Available records —
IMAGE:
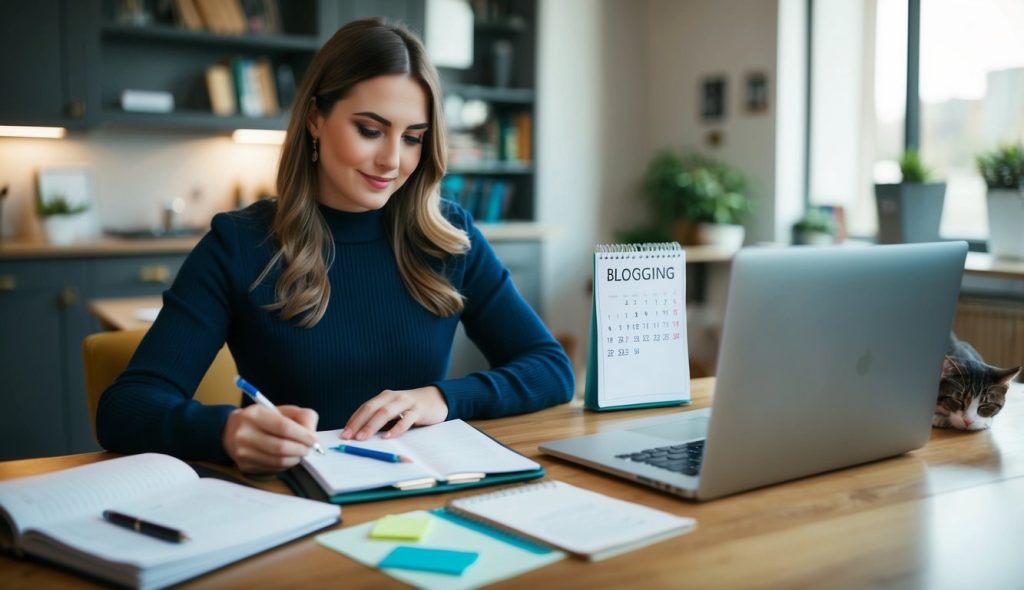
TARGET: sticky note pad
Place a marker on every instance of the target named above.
(423, 559)
(407, 528)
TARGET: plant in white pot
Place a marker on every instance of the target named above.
(696, 200)
(1003, 170)
(911, 210)
(60, 218)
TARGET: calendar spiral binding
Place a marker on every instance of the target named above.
(648, 249)
(512, 491)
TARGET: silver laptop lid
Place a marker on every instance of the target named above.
(829, 356)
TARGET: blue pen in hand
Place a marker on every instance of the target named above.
(371, 454)
(261, 399)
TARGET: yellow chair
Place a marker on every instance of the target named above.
(107, 353)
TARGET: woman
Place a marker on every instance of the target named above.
(339, 299)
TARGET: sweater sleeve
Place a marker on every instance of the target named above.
(150, 408)
(529, 370)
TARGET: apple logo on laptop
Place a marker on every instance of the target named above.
(864, 363)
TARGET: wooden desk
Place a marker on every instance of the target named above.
(949, 515)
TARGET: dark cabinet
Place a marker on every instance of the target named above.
(47, 54)
(43, 321)
(411, 13)
(38, 302)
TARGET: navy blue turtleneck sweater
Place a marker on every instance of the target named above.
(374, 336)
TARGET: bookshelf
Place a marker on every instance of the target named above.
(491, 109)
(160, 53)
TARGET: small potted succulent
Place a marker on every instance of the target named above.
(911, 210)
(696, 200)
(816, 227)
(60, 218)
(1003, 170)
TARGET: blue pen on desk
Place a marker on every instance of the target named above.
(371, 454)
(260, 398)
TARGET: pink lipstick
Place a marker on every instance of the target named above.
(377, 182)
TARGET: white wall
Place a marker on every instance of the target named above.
(619, 81)
(691, 39)
(591, 143)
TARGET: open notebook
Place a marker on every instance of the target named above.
(444, 456)
(577, 520)
(58, 517)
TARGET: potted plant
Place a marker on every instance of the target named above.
(1003, 170)
(816, 227)
(696, 200)
(60, 217)
(910, 210)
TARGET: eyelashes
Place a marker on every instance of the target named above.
(368, 132)
(371, 133)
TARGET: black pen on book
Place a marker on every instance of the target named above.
(144, 527)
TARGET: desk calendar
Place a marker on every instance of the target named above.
(638, 353)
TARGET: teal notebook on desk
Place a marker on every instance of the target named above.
(500, 556)
(638, 355)
(443, 457)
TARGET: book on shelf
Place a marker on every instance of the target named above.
(224, 16)
(524, 131)
(187, 14)
(221, 89)
(487, 200)
(442, 457)
(267, 87)
(580, 521)
(262, 16)
(58, 517)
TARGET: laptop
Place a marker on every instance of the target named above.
(829, 357)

What is expected — Output each record above exactly as it stands, excluding all pictures.

Output for this task —
IMAGE:
TARGET: sticky note pad
Place a marker on every instance of the target named above.
(423, 559)
(407, 528)
TARGET: plant in white pot
Place a marker on every instance of the target named above.
(696, 200)
(1003, 170)
(911, 210)
(60, 218)
TARGET: calendar spiral binding
Place a marker on every instance of the target named above.
(648, 249)
(512, 491)
TARGET: silver laptop lid
Place a marker on every instance of the target named above.
(829, 356)
TARGET: blue pen in hand
Place a marker on every instance of the target named above.
(371, 454)
(261, 399)
TARGET: yellow chair
Place a marker on every instance of the target named above.
(107, 353)
TARGET: woman
Place a marker on every instance of the target named above.
(339, 299)
TARGET: sweater sleeve
Place a marker on every instance of the target named above.
(150, 408)
(529, 370)
TARGET: apple logo on laptop
Place a marker on every instance of the target named above.
(864, 363)
TARGET: wooden desk
Place a marker on every instance of the target named above.
(949, 515)
TARGET: dark cabinet
Place a marker on every instance of the target named above.
(47, 54)
(43, 321)
(411, 13)
(38, 302)
TARGET: navy blue turtleneck sweater
Place a marker on every instance of the target named above.
(374, 336)
TARGET: bookshelf
Place a marker on every instance of the target named above.
(491, 109)
(160, 53)
TARGET: small potted succulent
Place a marker on every instance of the target named above.
(911, 210)
(696, 200)
(816, 227)
(60, 218)
(1003, 170)
TARGET: blue pen on desk
Place a marker on every instance of the target named above.
(371, 454)
(260, 398)
TARGET: pink lipstick
Place a marker on every instance of the target named above.
(377, 182)
TARGET: white wall
Place a marker on every instance of the target named above.
(619, 81)
(691, 39)
(591, 143)
TARGET: open notebook
Place a marker on every instance of the target named above.
(444, 456)
(577, 520)
(58, 517)
TARGET: potted plant
Place a marker on every instance of the target named above.
(1003, 170)
(816, 227)
(696, 200)
(60, 217)
(910, 210)
TARGET: eyelashes
Place a marker on every instance of the target named above.
(368, 132)
(371, 133)
TARGET: black pen on book
Place a marker on every instance of the target named above.
(144, 527)
TARGET: desk calendar
Place a marker on every instance of the target named above.
(638, 353)
TARGET: teal notebook on desk
Place a marker on every instance of the target named above.
(500, 556)
(638, 355)
(443, 457)
TARGET: book on shelf
Place a marker on every instance of the target named above.
(224, 16)
(524, 131)
(187, 14)
(221, 89)
(487, 200)
(442, 457)
(267, 87)
(580, 521)
(262, 16)
(58, 517)
TARGET: laptop
Place a marker on every instance of the target named above.
(829, 357)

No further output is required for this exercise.